▶ _Goal of the exercise_
Could you write out the records exactly as they are given?

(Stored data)
*** Begin section ***

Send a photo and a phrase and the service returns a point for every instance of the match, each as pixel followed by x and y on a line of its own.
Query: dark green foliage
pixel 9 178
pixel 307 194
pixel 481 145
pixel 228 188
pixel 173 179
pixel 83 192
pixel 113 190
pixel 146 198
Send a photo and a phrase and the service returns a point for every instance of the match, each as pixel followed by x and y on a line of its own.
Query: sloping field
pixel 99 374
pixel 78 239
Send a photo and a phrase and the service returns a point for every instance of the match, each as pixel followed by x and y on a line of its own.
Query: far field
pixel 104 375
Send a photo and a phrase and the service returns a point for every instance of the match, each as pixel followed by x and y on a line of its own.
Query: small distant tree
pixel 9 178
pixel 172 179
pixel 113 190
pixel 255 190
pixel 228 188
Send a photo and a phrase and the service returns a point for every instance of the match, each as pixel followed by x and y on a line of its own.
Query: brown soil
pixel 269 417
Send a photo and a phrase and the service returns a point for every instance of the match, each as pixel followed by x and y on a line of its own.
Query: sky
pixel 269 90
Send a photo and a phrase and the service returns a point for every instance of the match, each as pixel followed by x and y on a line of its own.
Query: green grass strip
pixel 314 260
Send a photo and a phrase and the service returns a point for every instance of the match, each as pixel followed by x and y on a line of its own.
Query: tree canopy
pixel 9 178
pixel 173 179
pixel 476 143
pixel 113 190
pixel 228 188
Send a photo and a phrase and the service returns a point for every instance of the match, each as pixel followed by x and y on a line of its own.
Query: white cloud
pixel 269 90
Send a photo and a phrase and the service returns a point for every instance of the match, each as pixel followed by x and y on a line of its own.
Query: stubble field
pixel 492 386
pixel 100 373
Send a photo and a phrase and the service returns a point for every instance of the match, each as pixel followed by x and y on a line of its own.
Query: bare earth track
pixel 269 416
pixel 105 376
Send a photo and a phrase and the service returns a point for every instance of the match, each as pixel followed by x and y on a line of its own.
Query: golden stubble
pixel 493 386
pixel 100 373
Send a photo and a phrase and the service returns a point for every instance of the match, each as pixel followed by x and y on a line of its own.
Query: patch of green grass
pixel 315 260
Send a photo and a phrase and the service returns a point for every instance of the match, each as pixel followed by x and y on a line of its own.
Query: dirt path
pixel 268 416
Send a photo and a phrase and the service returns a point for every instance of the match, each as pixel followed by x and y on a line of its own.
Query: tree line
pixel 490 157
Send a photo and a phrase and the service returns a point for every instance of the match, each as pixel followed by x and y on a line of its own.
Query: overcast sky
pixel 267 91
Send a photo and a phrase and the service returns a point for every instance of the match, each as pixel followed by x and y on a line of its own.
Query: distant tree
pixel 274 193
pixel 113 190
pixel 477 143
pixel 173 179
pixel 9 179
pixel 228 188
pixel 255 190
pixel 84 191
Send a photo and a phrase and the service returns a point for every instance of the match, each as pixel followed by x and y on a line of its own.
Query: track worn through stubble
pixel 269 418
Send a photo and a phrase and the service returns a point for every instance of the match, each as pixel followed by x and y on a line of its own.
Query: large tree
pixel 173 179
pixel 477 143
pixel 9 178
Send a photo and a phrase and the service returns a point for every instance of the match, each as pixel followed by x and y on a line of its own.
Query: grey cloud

*** End section ***

▶ _Solution below_
Send a photo and a phrase and the service returns a point for every instance of the match, each as pixel followed by x and y on a line of its own.
Query: dark green foliage
pixel 9 178
pixel 307 194
pixel 481 145
pixel 228 188
pixel 173 179
pixel 83 192
pixel 113 190
pixel 146 198
Send a photo and a phrase and the service returns a point for every instance of the match, each as pixel followed by x and y on a line of its own.
Query: sloping field
pixel 99 374
pixel 78 239
Send a photo and a phrase and the service returns a point for every instance of the match, each as pixel followed by x and y on a line of its own.
Query: far field
pixel 104 375
Send a photo and a phrase and the service returns a point for every instance of the match, each as pixel followed by x and y on a line of its own.
Query: small distant tree
pixel 9 178
pixel 172 179
pixel 113 190
pixel 255 190
pixel 228 188
Send a photo and a phrase and the service returns a point for every instance of the match, each as pixel followed by x and y on a line of its own.
Query: brown soil
pixel 269 417
Send a photo and a phrase and the service returns a point for every instance of the match, each as pixel followed by x and y on a line of its own.
Query: sky
pixel 269 90
Send a photo and a phrase and the service returns a point for every instance of the match, each as pixel followed by x and y on a line of its own.
Query: green grass strip
pixel 314 260
Send a photo and a phrase and the service returns a point for every instance of the match, each as pixel followed by x and y on a line of its own.
Query: tree canopy
pixel 9 178
pixel 173 179
pixel 476 143
pixel 113 190
pixel 228 188
Send a photo and a phrase and the service returns a point for every instance of the match, each as pixel followed by x and y on a line of its own.
Query: white cloud
pixel 269 90
Send a photo and a phrase and the service returns a point for every instance of the match, each as pixel followed by x and y on a line of its own.
Query: stubble field
pixel 492 386
pixel 100 373
Send a photo and a phrase and the service returns a point for every instance of the match, each as pixel followed by x and y on a line of its own.
Query: bare earth track
pixel 269 416
pixel 105 376
Send a photo and a phrase and the service returns a point for every instance of the match, each as pixel followed by x and y on a line of its own.
Query: golden stubble
pixel 493 386
pixel 100 373
Send a photo and a phrase and the service returns a point for every instance of the match, each as pixel followed by x and y on a line of its own.
Query: patch of green grass
pixel 315 260
Send a photo and a phrase and the service returns a point for every instance of the match, each as pixel followed by x and y on a line of its own.
Query: dirt path
pixel 268 416
Send a photo and a phrase and the service returns a point for every instance of the match, each as pixel followed by x and y on a line of its own.
Query: tree line
pixel 490 157
Send a photo and a phrase and the service returns a point for every instance of the match, each as pixel followed by x and y on a line of its own.
Query: overcast sky
pixel 267 91
Send a photo and a phrase and the service returns a point for every instance of the match, each as pixel followed by x and y on a line of its own.
Query: distant tree
pixel 274 193
pixel 113 190
pixel 477 143
pixel 173 179
pixel 9 179
pixel 228 188
pixel 255 190
pixel 84 191
Send a photo and a phrase and the service returns a point for every instance of the match, each as pixel followed by x and y on a line of its own.
Query: track worn through stubble
pixel 269 418
Send a photo and a phrase and the service returns a point for every instance of the match, each as pixel followed by x and y on a line of its own.
Query: large tree
pixel 173 179
pixel 477 143
pixel 9 178
Send a photo and a phrase and the service returns a point for every instance of the match, each as pixel followed by x and y on a line of its own.
Query: grey cloud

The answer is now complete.